### TEXTE FOURNI:
################

Le déclin du présidentialisme et la crise institutionnelle

Franck-Abed


Depuis plusieurs années, un constat s’impose à tous, quelles que soient les sensibilités politiques et les horizons intellectuels : la fonction présidentielle se délite, s’use et se vide de sa crédibilité. Loin d’être perçue comme le sommet stable et incontesté de l’autorité politique, elle apparaît désormais affaiblie, en perte de vitesse et incapable d’incarner durablement l’unité nationale.

Ce phénomène s’est considérablement accentué depuis 2017 : les deux mandats d’Emmanuel Macron ont révélé, avec une brutalité saisissante, les fragilités d’une magistrature suprême désormais en tension permanente avec le pays réel, surmédiatisée, sollicitée jusqu’à la corde et plus grave encore, de moins en moins respectée.

Chaque prise de parole du Président, du Premier ministre ou des membres du gouvernement accentue l’effritement du pouvoir et dévoile une vulnérabilité impossible à dissimuler. Le simple exercice de l’autorité révèle désormais les limites de cette République, fondée sur des mythes politiques épuisés, la dramatisation permanente, la communication compulsive et une classe dirigeante plus que jamais déconnectée des vrais enjeux politiques et sociaux.

################

### DONNÉES PRÉSENTÉES:
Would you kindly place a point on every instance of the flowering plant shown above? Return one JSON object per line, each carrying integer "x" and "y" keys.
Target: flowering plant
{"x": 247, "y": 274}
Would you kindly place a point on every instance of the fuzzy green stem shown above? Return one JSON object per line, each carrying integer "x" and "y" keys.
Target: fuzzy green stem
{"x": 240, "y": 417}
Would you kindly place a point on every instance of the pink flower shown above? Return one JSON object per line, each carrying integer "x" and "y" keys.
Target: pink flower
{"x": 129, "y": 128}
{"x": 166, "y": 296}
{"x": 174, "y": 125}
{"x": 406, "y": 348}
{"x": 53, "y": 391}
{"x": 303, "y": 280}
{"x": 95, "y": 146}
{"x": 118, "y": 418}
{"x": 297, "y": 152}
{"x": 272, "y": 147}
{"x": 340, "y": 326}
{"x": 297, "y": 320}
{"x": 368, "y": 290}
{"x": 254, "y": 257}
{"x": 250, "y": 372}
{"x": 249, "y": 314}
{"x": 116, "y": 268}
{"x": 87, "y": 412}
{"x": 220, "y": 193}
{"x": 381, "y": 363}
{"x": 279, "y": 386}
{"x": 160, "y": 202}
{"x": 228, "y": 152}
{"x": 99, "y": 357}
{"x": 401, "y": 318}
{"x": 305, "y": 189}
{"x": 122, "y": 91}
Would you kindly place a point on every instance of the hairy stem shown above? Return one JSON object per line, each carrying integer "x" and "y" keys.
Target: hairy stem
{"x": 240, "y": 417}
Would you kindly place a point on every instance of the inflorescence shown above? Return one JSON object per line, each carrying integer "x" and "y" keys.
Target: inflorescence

################

### CONSIGNE DÉTAILLÉE:
Indiquez, s'il vous plaît, si chacune des affirmations suivantes concorde avec le texte fourni, par oui ou non, en citant à l'identique les mots du texte qui tranchent.
1. L'accentuation du phénomène décrit remonte à 2017.
2. La fonction présidentielle y est présentée comme le sommet stable et incontesté de l'autorité politique.
3. La classe dirigeante y est décrite comme proche des vrais enjeux politiques et sociaux.
Appuyez-vous uniquement sur le texte fourni.

### RÉSULTAT OBTENU:
1. Oui : « Ce phénomène s’est considérablement accentué depuis 2017 »
2. Non : « Loin d’être perçue comme le sommet stable et incontesté de l’autorité politique, elle apparaît désormais affaiblie »
3. Non : « une classe dirigeante plus que jamais déconnectée des vrais enjeux politiques et sociaux »